Brief:
Reproduce the items from the start through the line holding "299,143,338,224", inclusive, switching "tall office tower" to "glass high-rise" and leaving everything else unchanged.

Available data:
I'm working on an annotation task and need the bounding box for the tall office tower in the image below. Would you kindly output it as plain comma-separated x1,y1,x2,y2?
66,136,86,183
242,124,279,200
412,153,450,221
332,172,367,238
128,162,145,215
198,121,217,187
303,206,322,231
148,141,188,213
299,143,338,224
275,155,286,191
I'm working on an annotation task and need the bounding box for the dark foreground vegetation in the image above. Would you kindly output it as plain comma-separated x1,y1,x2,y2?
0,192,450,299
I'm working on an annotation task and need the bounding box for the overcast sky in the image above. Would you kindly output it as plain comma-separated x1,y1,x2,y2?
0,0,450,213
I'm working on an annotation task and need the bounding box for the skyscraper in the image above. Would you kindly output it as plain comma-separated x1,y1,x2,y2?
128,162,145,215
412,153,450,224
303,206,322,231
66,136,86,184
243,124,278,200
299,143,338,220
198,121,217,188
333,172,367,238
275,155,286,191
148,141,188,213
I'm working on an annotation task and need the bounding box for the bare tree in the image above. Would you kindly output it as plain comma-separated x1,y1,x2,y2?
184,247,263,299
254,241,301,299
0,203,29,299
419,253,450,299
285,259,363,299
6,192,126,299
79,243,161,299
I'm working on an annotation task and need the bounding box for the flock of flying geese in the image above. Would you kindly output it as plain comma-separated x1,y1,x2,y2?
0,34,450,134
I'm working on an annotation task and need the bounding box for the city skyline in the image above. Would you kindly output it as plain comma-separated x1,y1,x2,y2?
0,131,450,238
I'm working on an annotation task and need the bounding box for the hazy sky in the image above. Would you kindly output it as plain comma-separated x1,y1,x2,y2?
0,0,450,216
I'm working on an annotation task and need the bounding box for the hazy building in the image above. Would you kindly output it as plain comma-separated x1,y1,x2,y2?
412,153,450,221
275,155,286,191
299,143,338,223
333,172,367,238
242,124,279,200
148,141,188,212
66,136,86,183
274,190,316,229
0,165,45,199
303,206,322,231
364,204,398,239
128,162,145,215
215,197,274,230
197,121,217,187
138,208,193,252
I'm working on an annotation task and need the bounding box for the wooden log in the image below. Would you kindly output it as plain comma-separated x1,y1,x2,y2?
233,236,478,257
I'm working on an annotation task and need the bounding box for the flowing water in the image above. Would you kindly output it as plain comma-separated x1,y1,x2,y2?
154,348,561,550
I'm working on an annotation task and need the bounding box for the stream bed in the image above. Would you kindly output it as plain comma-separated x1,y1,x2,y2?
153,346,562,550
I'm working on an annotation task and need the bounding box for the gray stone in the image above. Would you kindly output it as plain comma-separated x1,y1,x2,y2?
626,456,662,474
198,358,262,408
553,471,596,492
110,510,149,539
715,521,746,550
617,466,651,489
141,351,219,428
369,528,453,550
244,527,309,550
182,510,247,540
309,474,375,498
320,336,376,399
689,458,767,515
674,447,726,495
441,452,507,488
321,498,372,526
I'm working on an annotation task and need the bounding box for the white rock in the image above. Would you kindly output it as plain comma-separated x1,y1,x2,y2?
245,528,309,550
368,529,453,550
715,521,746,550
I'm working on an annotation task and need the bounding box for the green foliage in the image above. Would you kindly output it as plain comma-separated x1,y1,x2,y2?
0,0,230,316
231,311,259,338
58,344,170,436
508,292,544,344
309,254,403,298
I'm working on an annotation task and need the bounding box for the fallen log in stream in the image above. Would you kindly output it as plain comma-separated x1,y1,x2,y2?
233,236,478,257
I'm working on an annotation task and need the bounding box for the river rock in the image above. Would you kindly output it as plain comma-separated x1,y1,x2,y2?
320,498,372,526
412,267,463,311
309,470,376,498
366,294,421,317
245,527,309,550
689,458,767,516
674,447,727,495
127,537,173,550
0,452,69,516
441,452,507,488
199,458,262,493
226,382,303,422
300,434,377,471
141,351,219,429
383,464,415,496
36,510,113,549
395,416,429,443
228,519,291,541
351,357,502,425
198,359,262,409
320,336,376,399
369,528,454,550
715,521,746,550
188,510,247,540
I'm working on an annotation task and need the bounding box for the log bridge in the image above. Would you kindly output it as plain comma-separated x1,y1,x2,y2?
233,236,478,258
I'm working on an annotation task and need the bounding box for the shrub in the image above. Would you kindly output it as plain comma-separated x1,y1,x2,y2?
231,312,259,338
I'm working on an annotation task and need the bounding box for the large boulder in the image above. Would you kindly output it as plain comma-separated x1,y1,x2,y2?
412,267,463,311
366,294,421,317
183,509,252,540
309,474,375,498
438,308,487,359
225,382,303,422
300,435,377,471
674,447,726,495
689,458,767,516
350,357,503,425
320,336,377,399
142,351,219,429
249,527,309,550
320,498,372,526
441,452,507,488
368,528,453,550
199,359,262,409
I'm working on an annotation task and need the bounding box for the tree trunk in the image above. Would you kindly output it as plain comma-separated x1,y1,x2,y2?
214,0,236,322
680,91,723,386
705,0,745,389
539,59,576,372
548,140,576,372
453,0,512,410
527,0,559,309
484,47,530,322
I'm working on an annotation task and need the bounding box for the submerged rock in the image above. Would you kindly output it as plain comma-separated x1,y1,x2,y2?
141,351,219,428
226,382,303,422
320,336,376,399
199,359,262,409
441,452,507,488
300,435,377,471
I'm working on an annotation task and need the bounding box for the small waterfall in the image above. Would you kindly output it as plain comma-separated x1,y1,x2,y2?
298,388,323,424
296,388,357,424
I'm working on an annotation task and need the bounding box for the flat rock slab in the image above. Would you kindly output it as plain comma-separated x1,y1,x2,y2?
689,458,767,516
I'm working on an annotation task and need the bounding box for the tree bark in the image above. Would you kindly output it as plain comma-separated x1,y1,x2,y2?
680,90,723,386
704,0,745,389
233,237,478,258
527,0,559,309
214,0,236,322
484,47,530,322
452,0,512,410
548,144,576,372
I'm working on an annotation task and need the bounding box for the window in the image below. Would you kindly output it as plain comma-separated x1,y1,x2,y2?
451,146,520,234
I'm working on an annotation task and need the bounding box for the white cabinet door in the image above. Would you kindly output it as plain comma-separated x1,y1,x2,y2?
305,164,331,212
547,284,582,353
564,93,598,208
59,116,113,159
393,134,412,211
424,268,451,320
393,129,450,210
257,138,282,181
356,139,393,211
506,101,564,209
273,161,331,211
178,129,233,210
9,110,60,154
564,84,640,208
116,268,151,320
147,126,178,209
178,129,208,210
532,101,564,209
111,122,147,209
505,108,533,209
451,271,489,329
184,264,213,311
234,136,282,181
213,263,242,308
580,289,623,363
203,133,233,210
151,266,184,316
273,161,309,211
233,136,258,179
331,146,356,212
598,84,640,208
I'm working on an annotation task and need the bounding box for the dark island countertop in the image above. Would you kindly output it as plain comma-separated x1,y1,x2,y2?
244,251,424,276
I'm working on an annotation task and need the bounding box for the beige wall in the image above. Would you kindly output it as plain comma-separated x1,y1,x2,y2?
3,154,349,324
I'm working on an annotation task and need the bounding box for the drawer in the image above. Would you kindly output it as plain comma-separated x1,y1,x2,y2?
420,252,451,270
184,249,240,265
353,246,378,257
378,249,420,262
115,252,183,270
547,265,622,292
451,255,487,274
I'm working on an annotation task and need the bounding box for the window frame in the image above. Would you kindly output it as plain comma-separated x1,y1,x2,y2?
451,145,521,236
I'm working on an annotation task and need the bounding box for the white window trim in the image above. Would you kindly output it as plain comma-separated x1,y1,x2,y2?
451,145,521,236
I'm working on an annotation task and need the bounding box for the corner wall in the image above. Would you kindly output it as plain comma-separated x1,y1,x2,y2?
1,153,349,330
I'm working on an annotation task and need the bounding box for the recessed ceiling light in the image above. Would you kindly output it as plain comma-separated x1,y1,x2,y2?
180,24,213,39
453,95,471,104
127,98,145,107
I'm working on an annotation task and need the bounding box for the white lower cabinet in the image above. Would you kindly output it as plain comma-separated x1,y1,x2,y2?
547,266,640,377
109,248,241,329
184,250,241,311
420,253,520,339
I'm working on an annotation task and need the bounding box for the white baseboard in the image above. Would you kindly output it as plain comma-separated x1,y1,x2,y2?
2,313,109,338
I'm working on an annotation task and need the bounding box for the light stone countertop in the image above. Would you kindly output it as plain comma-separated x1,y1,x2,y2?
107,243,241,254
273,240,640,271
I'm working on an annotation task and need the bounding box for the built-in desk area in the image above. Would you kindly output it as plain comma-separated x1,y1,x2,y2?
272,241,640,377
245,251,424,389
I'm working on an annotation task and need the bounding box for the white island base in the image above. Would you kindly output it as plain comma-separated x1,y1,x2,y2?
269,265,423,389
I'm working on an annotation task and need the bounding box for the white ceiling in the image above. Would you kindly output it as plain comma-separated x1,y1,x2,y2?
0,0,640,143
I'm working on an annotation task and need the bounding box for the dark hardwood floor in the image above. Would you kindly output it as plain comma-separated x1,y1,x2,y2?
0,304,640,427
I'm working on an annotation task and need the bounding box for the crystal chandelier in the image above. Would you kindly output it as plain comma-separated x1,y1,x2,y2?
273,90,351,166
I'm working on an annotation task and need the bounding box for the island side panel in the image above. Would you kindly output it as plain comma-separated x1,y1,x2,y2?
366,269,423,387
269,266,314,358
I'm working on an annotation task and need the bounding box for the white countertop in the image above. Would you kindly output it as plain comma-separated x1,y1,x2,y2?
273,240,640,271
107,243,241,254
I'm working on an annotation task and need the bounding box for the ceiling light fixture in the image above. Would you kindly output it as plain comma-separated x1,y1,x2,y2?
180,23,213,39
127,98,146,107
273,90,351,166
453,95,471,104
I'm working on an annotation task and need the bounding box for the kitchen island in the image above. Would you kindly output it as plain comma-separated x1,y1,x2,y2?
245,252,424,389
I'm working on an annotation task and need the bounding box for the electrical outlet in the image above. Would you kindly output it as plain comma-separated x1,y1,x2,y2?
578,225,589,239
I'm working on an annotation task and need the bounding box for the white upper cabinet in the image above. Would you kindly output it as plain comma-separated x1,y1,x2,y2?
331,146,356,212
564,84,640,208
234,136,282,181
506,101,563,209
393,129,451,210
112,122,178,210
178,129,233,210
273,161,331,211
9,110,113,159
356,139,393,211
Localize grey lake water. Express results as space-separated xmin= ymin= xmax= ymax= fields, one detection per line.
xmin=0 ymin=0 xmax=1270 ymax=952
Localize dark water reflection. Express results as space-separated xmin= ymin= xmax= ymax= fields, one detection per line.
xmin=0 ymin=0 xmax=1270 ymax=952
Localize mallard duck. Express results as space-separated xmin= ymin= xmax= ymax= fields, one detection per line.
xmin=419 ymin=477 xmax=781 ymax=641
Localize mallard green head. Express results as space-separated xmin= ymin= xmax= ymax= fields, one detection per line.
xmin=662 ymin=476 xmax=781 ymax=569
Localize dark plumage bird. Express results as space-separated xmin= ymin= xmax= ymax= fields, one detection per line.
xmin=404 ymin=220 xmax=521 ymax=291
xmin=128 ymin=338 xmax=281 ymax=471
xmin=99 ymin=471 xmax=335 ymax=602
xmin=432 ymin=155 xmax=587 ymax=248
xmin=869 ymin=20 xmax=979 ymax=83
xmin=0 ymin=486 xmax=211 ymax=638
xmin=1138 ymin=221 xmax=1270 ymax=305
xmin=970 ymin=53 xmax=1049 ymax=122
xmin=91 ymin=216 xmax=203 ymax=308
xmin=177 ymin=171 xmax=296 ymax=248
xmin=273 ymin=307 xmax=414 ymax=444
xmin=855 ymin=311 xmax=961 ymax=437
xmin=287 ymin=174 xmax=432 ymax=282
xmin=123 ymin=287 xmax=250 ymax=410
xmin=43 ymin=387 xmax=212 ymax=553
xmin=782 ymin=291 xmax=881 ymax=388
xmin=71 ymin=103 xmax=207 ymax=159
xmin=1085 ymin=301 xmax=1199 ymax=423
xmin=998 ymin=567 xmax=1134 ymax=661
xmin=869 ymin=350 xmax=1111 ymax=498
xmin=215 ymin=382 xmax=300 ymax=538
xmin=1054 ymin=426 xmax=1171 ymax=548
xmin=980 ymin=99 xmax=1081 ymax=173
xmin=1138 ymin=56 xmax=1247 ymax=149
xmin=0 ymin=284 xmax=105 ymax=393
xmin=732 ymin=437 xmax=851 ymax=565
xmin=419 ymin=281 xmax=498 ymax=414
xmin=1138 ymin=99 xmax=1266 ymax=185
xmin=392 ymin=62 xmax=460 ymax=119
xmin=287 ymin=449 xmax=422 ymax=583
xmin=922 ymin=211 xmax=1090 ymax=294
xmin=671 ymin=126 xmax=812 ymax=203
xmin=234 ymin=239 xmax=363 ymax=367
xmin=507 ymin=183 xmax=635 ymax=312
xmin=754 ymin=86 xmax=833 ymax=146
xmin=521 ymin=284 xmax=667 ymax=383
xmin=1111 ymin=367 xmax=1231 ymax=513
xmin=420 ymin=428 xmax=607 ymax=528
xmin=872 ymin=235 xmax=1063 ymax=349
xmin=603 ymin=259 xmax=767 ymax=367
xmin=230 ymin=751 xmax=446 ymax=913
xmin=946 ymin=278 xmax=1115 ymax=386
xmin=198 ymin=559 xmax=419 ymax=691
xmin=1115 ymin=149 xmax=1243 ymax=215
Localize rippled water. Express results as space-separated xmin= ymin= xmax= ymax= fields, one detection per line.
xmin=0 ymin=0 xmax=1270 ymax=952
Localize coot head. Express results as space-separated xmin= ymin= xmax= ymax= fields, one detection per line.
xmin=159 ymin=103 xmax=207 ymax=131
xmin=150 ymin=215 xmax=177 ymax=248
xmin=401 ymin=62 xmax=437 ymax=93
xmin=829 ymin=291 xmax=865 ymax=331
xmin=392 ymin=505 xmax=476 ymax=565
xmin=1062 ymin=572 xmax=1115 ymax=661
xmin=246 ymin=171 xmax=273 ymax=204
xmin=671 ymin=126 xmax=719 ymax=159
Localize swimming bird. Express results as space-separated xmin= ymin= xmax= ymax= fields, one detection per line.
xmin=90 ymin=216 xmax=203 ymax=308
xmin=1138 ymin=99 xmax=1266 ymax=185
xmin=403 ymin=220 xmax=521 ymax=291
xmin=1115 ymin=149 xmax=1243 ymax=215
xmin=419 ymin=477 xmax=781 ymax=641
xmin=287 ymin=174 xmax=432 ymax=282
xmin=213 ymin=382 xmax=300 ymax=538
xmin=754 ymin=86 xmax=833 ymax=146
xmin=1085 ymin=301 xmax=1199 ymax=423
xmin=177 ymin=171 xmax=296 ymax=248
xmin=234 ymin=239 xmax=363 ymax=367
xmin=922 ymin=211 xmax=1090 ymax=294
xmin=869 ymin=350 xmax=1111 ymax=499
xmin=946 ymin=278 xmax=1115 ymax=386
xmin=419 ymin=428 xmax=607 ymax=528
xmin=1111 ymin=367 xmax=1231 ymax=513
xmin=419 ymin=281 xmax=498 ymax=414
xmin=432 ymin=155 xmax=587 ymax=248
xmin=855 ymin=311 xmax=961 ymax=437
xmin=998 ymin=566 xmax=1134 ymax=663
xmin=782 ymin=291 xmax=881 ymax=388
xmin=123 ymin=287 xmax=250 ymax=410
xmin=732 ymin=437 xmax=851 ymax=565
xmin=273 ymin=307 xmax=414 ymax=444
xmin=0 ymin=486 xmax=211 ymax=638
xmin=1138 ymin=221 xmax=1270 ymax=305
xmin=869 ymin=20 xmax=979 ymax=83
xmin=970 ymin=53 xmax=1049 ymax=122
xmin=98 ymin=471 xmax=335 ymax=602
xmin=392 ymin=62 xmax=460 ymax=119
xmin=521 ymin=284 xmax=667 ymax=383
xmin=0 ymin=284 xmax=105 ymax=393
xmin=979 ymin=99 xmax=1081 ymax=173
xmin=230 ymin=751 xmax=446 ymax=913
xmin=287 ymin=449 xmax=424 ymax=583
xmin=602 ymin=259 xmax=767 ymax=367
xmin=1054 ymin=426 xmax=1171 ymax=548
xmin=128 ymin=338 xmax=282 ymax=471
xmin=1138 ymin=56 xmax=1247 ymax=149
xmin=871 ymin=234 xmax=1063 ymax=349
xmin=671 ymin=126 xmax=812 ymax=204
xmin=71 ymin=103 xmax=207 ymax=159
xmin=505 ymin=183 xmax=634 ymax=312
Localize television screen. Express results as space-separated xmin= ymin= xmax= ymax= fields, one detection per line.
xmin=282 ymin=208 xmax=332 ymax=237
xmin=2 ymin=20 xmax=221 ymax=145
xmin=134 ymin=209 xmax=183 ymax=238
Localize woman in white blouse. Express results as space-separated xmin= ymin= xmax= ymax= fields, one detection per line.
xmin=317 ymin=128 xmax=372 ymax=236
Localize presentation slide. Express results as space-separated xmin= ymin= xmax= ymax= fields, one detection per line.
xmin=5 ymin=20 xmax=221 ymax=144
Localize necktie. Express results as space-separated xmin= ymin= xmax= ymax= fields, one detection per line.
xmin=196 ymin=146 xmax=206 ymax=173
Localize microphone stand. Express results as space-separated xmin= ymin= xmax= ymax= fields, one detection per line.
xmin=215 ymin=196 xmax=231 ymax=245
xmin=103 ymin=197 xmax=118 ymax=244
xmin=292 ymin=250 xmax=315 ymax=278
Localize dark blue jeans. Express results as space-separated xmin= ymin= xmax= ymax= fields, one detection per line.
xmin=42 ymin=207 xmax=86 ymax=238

Result below:
I'm working on an annotation task and need the bounding box for the glass high-rise in the image below. Would you kindly output it as plain comma-separated x1,y1,x2,y2?
66,136,86,183
242,124,279,200
412,153,450,221
332,172,367,238
128,162,145,215
198,121,217,187
303,206,322,231
148,141,188,213
299,143,338,224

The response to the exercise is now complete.